_WHAT THE EXERCISE ASKS:_
Using the listing below, say how many lines have the string "every" in them, giving the number alone.

_EXCERPTED RECORDS:_
—————
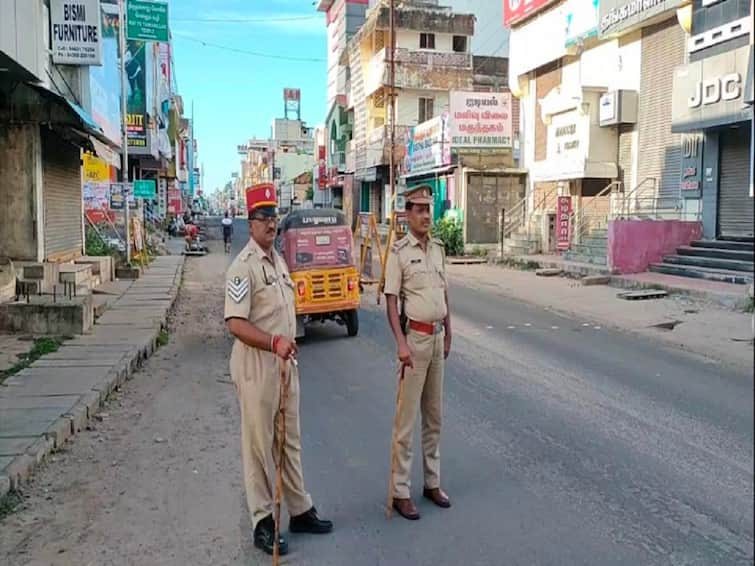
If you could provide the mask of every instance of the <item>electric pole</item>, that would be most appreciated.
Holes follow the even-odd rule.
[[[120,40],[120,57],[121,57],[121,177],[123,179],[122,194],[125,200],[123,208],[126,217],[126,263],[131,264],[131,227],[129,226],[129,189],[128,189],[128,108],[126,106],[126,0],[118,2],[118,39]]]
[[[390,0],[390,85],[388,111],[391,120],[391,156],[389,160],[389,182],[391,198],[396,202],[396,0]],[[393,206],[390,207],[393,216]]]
—————
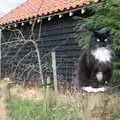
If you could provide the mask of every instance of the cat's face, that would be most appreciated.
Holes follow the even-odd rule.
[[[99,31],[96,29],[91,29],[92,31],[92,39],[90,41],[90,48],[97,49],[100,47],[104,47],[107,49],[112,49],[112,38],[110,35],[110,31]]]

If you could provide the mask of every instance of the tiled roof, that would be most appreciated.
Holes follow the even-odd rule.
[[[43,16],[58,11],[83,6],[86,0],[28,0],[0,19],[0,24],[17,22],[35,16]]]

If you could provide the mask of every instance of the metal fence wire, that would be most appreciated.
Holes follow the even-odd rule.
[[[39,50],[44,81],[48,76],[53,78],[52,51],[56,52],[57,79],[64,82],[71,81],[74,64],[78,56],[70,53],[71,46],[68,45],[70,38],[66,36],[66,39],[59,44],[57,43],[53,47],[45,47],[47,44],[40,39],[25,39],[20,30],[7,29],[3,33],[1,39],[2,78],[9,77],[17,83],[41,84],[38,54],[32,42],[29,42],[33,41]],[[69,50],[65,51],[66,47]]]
—————
_SOLUTION:_
4